======== INFORMATION SUPPLIED

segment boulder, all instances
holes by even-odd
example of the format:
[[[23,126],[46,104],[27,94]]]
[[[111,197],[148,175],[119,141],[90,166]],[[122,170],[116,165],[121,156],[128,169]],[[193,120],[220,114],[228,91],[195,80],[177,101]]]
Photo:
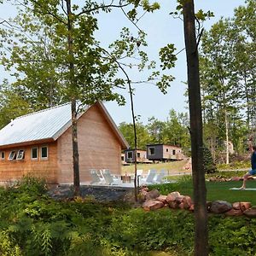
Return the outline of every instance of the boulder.
[[[180,194],[177,191],[168,194],[166,197],[167,203],[176,201],[178,196],[180,196]]]
[[[226,216],[241,216],[242,215],[242,211],[240,209],[236,210],[236,209],[231,209],[224,213]]]
[[[160,201],[161,202],[163,202],[164,204],[166,204],[166,198],[167,198],[167,195],[160,195],[159,197],[157,197],[155,200],[157,201]]]
[[[236,201],[232,204],[233,209],[235,210],[241,210],[240,209],[240,202],[239,201]]]
[[[146,195],[146,200],[155,199],[160,196],[160,193],[157,189],[153,189]]]
[[[148,192],[145,191],[145,190],[142,190],[138,195],[137,195],[137,198],[138,198],[138,201],[140,202],[143,202],[143,201],[146,201],[146,196],[148,195]]]
[[[240,202],[240,209],[244,212],[252,207],[252,204],[248,201],[241,201]]]
[[[178,203],[176,201],[170,201],[168,204],[169,207],[172,209],[177,209],[178,207]]]
[[[143,204],[145,211],[154,211],[164,207],[164,203],[156,200],[148,200]]]
[[[213,213],[223,213],[231,210],[232,205],[225,201],[214,201],[212,202],[210,212]]]
[[[256,207],[253,207],[247,210],[245,210],[243,214],[251,218],[256,217]]]
[[[177,196],[175,201],[176,201],[178,204],[180,204],[180,203],[183,202],[184,197],[185,197],[184,195],[179,195],[179,196]]]

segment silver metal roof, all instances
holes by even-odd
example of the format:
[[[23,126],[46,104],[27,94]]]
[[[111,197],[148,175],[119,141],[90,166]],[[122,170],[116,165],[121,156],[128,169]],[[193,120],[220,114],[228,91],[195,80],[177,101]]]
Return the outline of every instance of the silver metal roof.
[[[129,145],[126,140],[119,131],[104,105],[101,102],[97,104],[105,113],[112,128],[116,131],[123,148],[127,148]],[[79,117],[85,113],[90,107],[84,107]],[[70,103],[41,110],[16,118],[0,130],[0,146],[44,139],[56,140],[70,126]]]
[[[56,139],[70,125],[71,107],[64,104],[16,118],[0,131],[0,146],[42,139]]]

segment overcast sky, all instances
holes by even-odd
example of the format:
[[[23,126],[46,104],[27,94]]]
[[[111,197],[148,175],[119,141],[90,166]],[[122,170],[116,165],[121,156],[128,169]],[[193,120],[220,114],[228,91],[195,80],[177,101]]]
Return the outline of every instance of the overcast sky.
[[[79,2],[79,0],[78,0]],[[152,2],[152,1],[150,1]],[[160,10],[154,14],[148,14],[140,20],[138,26],[148,34],[148,52],[150,59],[156,60],[158,52],[161,47],[167,44],[175,44],[177,52],[184,48],[183,21],[174,19],[169,15],[175,10],[176,0],[160,0]],[[83,3],[83,1],[81,1]],[[204,11],[211,10],[215,17],[204,22],[204,27],[208,30],[211,26],[218,21],[221,16],[232,17],[234,9],[239,5],[244,5],[242,0],[195,0],[195,10],[200,9]],[[11,8],[0,9],[0,18],[7,18],[13,11]],[[102,15],[98,17],[99,31],[97,38],[102,44],[108,45],[119,36],[123,26],[131,27],[135,34],[136,27],[132,26],[127,20],[124,18],[120,11],[115,11],[108,15]],[[155,85],[138,84],[136,85],[136,94],[134,96],[136,115],[141,116],[141,121],[148,122],[148,119],[155,118],[165,120],[169,111],[173,108],[177,112],[188,112],[184,92],[186,85],[183,82],[186,78],[186,61],[184,50],[177,55],[176,67],[170,70],[170,73],[174,75],[176,79],[168,89],[168,93],[163,95]],[[0,67],[1,80],[7,74],[3,72]],[[137,80],[141,80],[141,75],[131,73]],[[138,77],[134,77],[138,76]],[[143,74],[142,74],[143,77]],[[125,107],[119,107],[115,102],[106,103],[108,112],[113,120],[119,125],[120,122],[131,122],[131,102],[126,90],[120,91],[126,98],[127,103]]]

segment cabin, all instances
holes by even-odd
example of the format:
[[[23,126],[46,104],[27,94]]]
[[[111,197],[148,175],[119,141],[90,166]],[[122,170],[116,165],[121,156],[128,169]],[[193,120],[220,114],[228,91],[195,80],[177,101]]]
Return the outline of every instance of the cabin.
[[[90,180],[90,169],[121,174],[121,150],[129,145],[102,102],[79,113],[78,140],[81,183]],[[0,131],[0,183],[25,175],[73,183],[70,103],[20,116]]]
[[[149,160],[168,161],[184,159],[182,148],[166,144],[147,145],[147,158]]]
[[[125,161],[126,163],[135,162],[135,149],[125,149]],[[137,149],[137,163],[149,163],[147,159],[147,151],[143,149]]]

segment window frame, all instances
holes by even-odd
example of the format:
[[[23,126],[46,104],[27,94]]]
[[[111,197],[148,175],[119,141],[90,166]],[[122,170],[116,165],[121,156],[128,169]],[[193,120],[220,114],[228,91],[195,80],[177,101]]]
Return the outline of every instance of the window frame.
[[[43,152],[42,152],[42,150],[43,150],[43,148],[47,148],[47,156],[43,156]],[[42,160],[47,160],[48,159],[49,159],[49,146],[42,146],[42,147],[40,147],[40,159]]]
[[[33,157],[33,149],[37,149],[37,157]],[[38,147],[31,148],[31,159],[32,160],[38,160]]]
[[[131,154],[131,157],[129,156],[130,154]],[[127,159],[133,159],[133,151],[127,152]]]
[[[154,154],[152,154],[152,149],[154,149]],[[148,147],[148,155],[155,155],[155,147]]]
[[[15,153],[14,154],[13,154],[13,157],[10,157],[11,156],[11,154],[12,154],[12,153]],[[9,153],[9,156],[8,156],[8,160],[16,160],[16,150],[12,150],[12,151],[10,151],[10,153]]]
[[[20,153],[21,153],[21,154],[20,155]],[[17,152],[16,160],[24,160],[24,158],[25,158],[25,150],[19,149]]]

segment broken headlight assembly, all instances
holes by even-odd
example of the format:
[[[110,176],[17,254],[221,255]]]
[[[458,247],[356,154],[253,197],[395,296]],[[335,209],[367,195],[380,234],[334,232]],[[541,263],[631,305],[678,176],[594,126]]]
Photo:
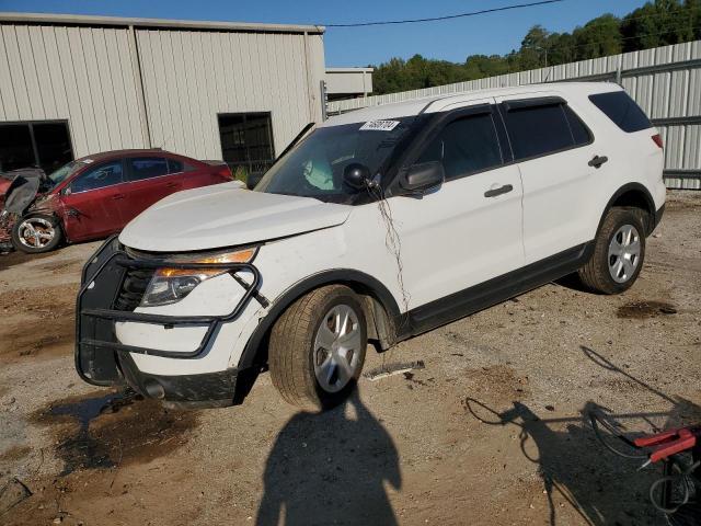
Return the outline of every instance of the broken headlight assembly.
[[[195,258],[188,260],[173,260],[171,263],[250,263],[253,261],[257,248],[227,252],[221,254]],[[180,301],[192,293],[197,285],[212,277],[227,274],[226,268],[176,268],[163,266],[153,274],[139,307],[158,307]]]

================

> _TASK_:
Turn every line of the material above into a numbered list. Skip the blank lines and leave the pictures out.

> _CORRECT RESPONSE_:
1. segment boulder, all instances
2. holes by even-odd
3. example of the format:
4. [[[23,126],[46,104],[27,94]]]
5. [[[111,197],[148,175],[119,141],[90,166]],[[122,170],[116,165],[121,156],[128,169]],[[193,120],[220,114],[228,91],[195,80],[177,101]]]
6. Photo:
7. Return the outline of every instance of the boulder.
8. [[[180,194],[177,191],[168,194],[166,197],[167,203],[176,201],[178,196],[180,196]]]
9. [[[226,216],[241,216],[242,215],[242,211],[240,209],[236,210],[236,209],[231,209],[224,213]]]
10. [[[160,201],[161,202],[163,202],[164,204],[166,204],[166,198],[167,198],[167,195],[160,195],[159,197],[157,197],[155,200],[157,201]]]
11. [[[236,201],[232,204],[233,209],[235,210],[241,210],[240,209],[240,202],[239,201]]]
12. [[[146,195],[146,200],[155,199],[160,196],[160,193],[157,189],[153,189]]]
13. [[[148,192],[145,191],[145,190],[142,190],[138,195],[137,195],[137,198],[138,198],[138,201],[140,202],[143,202],[143,201],[146,201],[146,196],[148,195]]]
14. [[[240,202],[240,209],[244,212],[252,207],[252,204],[248,201],[241,201]]]
15. [[[178,203],[176,201],[170,201],[168,204],[169,207],[172,209],[177,209],[178,207]]]
16. [[[143,204],[145,211],[154,211],[164,207],[164,203],[156,200],[148,200]]]
17. [[[213,213],[223,213],[231,210],[232,205],[225,201],[214,201],[212,202],[210,212]]]
18. [[[256,207],[253,207],[247,210],[245,210],[243,214],[251,218],[256,217]]]
19. [[[177,196],[175,201],[176,201],[178,204],[180,204],[180,203],[183,202],[184,197],[185,197],[184,195],[179,195],[179,196]]]
20. segment silver metal roof, all instances
21. holes by even-odd
22. example of the format:
23. [[[23,126],[46,104],[27,94]]]
24. [[[111,197],[148,175],[119,141],[90,166]],[[122,170],[116,165],[121,156],[128,169]],[[193,120],[220,114],[228,91],[195,80],[177,101]]]
25. Return the outline of every instance of the silver metal roof.
26. [[[129,145],[126,140],[119,131],[104,105],[101,102],[97,104],[105,113],[112,128],[116,131],[123,148],[127,148]],[[79,117],[85,113],[90,107],[84,107]],[[70,103],[41,110],[16,118],[0,130],[0,146],[44,139],[56,140],[70,126]]]
27. [[[56,139],[70,125],[71,107],[64,104],[16,118],[0,131],[0,146],[42,139]]]
28. segment overcast sky, all instances
29. holes by even-odd
30. example of the format:
31. [[[23,126],[46,104],[27,94]]]
32. [[[111,197],[148,175],[119,141],[90,166]],[[122,170],[116,165],[121,156],[128,169]],[[193,120],[220,114],[228,91],[195,80],[177,101]]]
33. Return the outline of every instance of the overcast sky.
34. [[[79,2],[79,0],[78,0]],[[152,2],[152,1],[150,1]],[[160,10],[154,14],[148,14],[140,20],[138,26],[148,34],[148,52],[150,59],[156,60],[158,52],[161,47],[167,44],[175,44],[177,52],[184,48],[183,21],[174,19],[169,15],[175,10],[176,0],[160,0]],[[83,3],[83,1],[81,1]],[[204,11],[211,10],[215,17],[204,22],[204,27],[208,30],[211,26],[218,21],[221,16],[232,17],[234,9],[239,5],[244,5],[242,0],[195,0],[195,10],[200,9]],[[11,8],[0,9],[0,18],[7,18],[13,11]],[[102,15],[98,17],[99,31],[97,38],[102,44],[108,45],[119,36],[123,26],[131,27],[135,34],[136,27],[132,26],[127,20],[124,18],[120,11],[115,11],[108,15]],[[155,85],[138,84],[136,85],[136,94],[134,96],[136,115],[141,116],[141,121],[148,122],[148,119],[155,118],[165,120],[169,111],[173,108],[177,112],[188,112],[184,92],[186,85],[183,82],[186,78],[186,61],[184,50],[177,55],[176,67],[170,70],[170,73],[174,75],[176,79],[168,89],[168,93],[163,95]],[[0,67],[1,80],[7,74],[3,72]],[[137,80],[141,80],[141,75],[131,73]],[[138,77],[134,77],[138,76]],[[143,74],[142,74],[143,77]],[[125,107],[119,107],[115,102],[106,103],[108,112],[113,120],[119,125],[120,122],[131,122],[131,102],[126,90],[120,91],[126,98],[127,103]]]
35. segment cabin, all instances
36. holes by even-odd
37. example of the format:
38. [[[23,126],[46,104],[27,94]]]
39. [[[111,197],[148,175],[119,141],[90,166]],[[122,170],[116,165],[121,156],[128,169]],[[193,120],[220,114],[228,91],[195,80],[177,101]]]
40. Return the outline of every instance of the cabin.
41. [[[90,180],[90,169],[121,174],[121,150],[129,145],[102,102],[79,113],[78,140],[81,183]],[[0,131],[0,183],[25,175],[73,183],[70,103],[20,116]]]
42. [[[149,160],[168,161],[184,159],[182,148],[166,144],[147,145],[147,158]]]
43. [[[125,161],[126,163],[135,162],[135,149],[125,149]],[[137,149],[137,163],[149,163],[147,159],[147,151],[143,149]]]
44. segment window frame, all instances
45. holes by even-odd
46. example of the format:
47. [[[23,126],[46,104],[27,94]]]
48. [[[111,197],[148,175],[119,141],[90,166]],[[122,170],[116,165],[121,156],[128,169]],[[193,120],[220,114],[228,91],[195,80],[177,101]]]
49. Return the outline of every instance of the window frame.
50. [[[43,152],[42,152],[42,150],[43,150],[43,148],[47,148],[47,156],[43,156]],[[42,160],[47,160],[48,159],[49,159],[49,146],[42,146],[42,147],[40,147],[40,159]]]
51. [[[33,157],[33,149],[37,149],[37,157]],[[38,147],[31,148],[31,159],[32,160],[38,160]]]
52. [[[131,154],[131,157],[129,156],[130,154]],[[127,159],[133,159],[133,151],[127,152]]]
53. [[[154,154],[152,154],[152,149],[154,149]],[[148,147],[148,155],[155,155],[155,147]]]
54. [[[15,153],[14,154],[13,154],[13,157],[10,157],[11,156],[11,154],[12,154],[12,153]],[[9,153],[9,156],[8,156],[8,160],[16,160],[16,150],[12,150],[12,151],[10,151],[10,153]]]
55. [[[20,153],[21,153],[21,154],[20,155]],[[17,152],[16,160],[24,160],[24,158],[25,158],[25,150],[19,149]]]
56. segment broken headlight assembly, all instances
57. holes by even-odd
58. example of the format:
59. [[[110,176],[17,254],[221,255]]]
60. [[[458,247],[356,154],[253,197],[395,296]],[[335,209],[367,195],[380,234],[334,232]],[[541,263],[631,305],[678,176],[594,126]]]
61. Photo:
62. Return the outline of every instance of the broken headlight assembly.
63. [[[195,258],[188,260],[173,260],[171,263],[250,263],[253,261],[257,248],[227,252],[221,254]],[[180,301],[192,293],[197,285],[212,277],[227,274],[226,268],[176,268],[163,266],[153,274],[139,307],[158,307]]]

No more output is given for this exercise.